* _Task statement_
The entries are to be repeated in full, without any change.

[Referring expression data]
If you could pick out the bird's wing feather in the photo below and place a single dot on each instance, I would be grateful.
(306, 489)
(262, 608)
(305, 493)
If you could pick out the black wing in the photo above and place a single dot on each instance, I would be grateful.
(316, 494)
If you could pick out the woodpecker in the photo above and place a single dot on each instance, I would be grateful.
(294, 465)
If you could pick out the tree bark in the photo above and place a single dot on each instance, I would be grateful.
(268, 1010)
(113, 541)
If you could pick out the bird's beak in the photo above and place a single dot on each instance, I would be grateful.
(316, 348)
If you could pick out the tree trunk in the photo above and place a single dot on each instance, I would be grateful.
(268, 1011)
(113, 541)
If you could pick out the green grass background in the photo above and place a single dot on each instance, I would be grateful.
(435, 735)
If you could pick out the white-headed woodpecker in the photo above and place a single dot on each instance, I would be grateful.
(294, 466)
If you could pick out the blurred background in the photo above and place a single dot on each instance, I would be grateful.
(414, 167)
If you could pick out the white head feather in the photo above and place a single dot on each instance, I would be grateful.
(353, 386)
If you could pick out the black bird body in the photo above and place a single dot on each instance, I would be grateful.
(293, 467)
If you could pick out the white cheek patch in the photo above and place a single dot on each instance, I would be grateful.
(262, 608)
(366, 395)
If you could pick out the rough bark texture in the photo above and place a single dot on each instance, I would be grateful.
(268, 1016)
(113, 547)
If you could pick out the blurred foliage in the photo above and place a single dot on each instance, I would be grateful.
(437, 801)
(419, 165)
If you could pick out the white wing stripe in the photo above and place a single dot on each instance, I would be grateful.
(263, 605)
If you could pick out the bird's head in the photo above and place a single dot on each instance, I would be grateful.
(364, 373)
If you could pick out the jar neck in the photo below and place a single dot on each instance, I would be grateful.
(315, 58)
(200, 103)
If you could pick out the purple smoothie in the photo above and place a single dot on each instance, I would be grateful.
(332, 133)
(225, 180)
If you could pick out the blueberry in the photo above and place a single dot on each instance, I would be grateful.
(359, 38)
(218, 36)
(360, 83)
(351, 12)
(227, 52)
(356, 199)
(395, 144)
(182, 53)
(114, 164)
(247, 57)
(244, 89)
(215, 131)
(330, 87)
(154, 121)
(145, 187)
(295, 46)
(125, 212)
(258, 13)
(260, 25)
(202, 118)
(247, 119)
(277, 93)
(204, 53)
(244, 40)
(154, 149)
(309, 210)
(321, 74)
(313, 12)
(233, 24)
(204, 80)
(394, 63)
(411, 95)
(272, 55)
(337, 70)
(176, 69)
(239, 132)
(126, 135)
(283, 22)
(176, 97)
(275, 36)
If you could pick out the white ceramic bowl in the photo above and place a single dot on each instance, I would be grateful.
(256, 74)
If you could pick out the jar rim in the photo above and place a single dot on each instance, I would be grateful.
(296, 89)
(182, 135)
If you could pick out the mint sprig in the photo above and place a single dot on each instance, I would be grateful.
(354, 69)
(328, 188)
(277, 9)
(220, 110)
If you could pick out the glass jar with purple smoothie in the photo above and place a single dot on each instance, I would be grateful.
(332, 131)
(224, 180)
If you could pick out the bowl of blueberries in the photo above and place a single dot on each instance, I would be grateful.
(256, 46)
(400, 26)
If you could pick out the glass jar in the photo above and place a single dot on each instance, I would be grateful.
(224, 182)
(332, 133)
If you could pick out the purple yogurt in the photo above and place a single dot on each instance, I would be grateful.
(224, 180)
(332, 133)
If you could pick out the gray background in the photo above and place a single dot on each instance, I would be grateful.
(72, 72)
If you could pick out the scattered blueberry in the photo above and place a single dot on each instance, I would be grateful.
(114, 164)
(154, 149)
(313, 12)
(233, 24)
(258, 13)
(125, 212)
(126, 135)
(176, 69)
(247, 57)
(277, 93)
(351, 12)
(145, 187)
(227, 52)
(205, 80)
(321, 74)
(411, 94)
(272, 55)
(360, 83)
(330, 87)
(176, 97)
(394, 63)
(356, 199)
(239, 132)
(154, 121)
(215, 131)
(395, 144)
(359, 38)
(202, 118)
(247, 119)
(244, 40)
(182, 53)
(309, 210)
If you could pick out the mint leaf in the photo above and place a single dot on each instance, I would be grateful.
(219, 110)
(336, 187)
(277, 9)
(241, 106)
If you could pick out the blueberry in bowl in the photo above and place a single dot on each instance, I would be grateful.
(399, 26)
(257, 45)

* _Final answer_
If you could pick out the bird's wing feather in the photo below and place a single dot on each instance, I would be grateful.
(306, 489)
(262, 608)
(305, 493)
If you could pick out the black wing in the photo above and place a single dot on each instance, I would be grateful.
(316, 494)
If you could pick out the woodpecker in the photo above and place a single dot on each instance, I would be grateful.
(294, 465)
If you could pick out the tree bark in the photo above and place a single dot on each instance, I would be grateful.
(268, 1010)
(113, 541)
If you could pick out the bird's beak in the photo above and place a single dot on each instance, I would be grateful.
(316, 348)
If you could pick out the tree trunk in the photo above and place a single dot on each instance, I would be grateful.
(268, 1011)
(113, 541)
If you could pick out the green grass background in the photo above and place a single dot on each instance, I would be grateful.
(435, 735)
If you could pick out the white-headed woodpecker in the photo above and place a single dot on each instance, I would be grateful.
(294, 466)
If you could pick out the blurred background in the photo above and place a single dot on each instance, I would be grateful.
(414, 167)
If you could pick out the white head feather in the photo above and place a single dot on each instance, I would be grateful.
(353, 386)
If you could pick out the black bird body in the photo above and place a single dot on each instance, I would be grateful.
(293, 467)
If you could pick out the white cheek patch in the photo above and place a single dot on each instance, I would be grateful.
(262, 608)
(366, 395)
If you could pick out the rough bark texture in the photo above and place a single dot on each instance, I would be grateful.
(268, 1016)
(113, 547)
If you could pick out the blurred foliage in the photo above and place a single dot on each instance, I would be grateful.
(437, 801)
(419, 165)
If you could pick out the white wing stripe in the photo above and place a single dot on each instance, I would be grateful.
(263, 605)
If you could pick out the bird's head in the photo above and place a single dot on each instance, I would be grateful.
(364, 373)
If you could pick out the jar neck in the photo below and place a single dot on each instance, I would be grateful.
(315, 58)
(200, 103)
If you could pick out the purple smoothie in the photo above and place a single dot on each instance, I would be grateful.
(332, 133)
(225, 180)
If you could pick out the blueberry in the photo above and place a single dot on each instance, I would be grateful.
(359, 38)
(218, 36)
(360, 83)
(351, 12)
(227, 52)
(356, 199)
(395, 144)
(182, 53)
(114, 164)
(247, 57)
(244, 89)
(215, 131)
(330, 87)
(154, 121)
(145, 187)
(295, 46)
(125, 212)
(258, 13)
(260, 25)
(202, 118)
(247, 119)
(277, 93)
(204, 53)
(244, 40)
(154, 149)
(309, 210)
(321, 74)
(313, 12)
(233, 24)
(204, 80)
(394, 63)
(411, 95)
(272, 55)
(337, 70)
(176, 69)
(239, 132)
(126, 135)
(283, 22)
(176, 97)
(275, 36)
If you could pick out the white ceramic bowl in the photo above and place a single dot on each instance, I would be grateful.
(256, 74)
If you could pick out the jar rim in the photo above and place a single dot on each instance, I would be grateful.
(296, 89)
(182, 135)
If you could pick out the mint sprig in the photo above and place a single dot on each instance, I would be grateful.
(354, 69)
(328, 188)
(277, 9)
(220, 110)
If you could pick out the glass jar with purple smoothie in the photo above and place a single dot on each instance, I would be grateful.
(332, 131)
(224, 180)
If you could pick out the bowl of blueberries in the photo above and place a single dot on each instance, I would be grateful.
(256, 46)
(400, 26)
If you could pick out the glass jar in the photo above and place a single dot on each instance, I would be grateful.
(224, 182)
(332, 133)
If you could pick out the purple yogurt in the photo above and place a single dot on each instance, I would be grateful.
(224, 180)
(332, 133)
If you could pick out the gray background in the photo above and place a single dot on each instance, I would be grateful.
(72, 72)
If you could pick out the scattered blueberry in the photo above and place a single dot on each instance, I would be grateful.
(114, 164)
(154, 149)
(313, 12)
(233, 24)
(258, 13)
(125, 212)
(126, 135)
(176, 69)
(247, 57)
(277, 93)
(351, 12)
(145, 187)
(227, 52)
(205, 80)
(321, 74)
(411, 94)
(272, 55)
(360, 83)
(330, 87)
(176, 97)
(394, 63)
(356, 199)
(239, 132)
(154, 121)
(215, 131)
(395, 144)
(359, 38)
(202, 118)
(247, 119)
(244, 40)
(182, 53)
(309, 210)
If you could pick out the mint leaf in the photo above and place a single dot on each instance, I would be grateful.
(219, 110)
(336, 187)
(277, 9)
(241, 106)
If you could pick out the blueberry in bowl in the photo above and place a single dot on each instance, I would be grateful.
(399, 26)
(257, 45)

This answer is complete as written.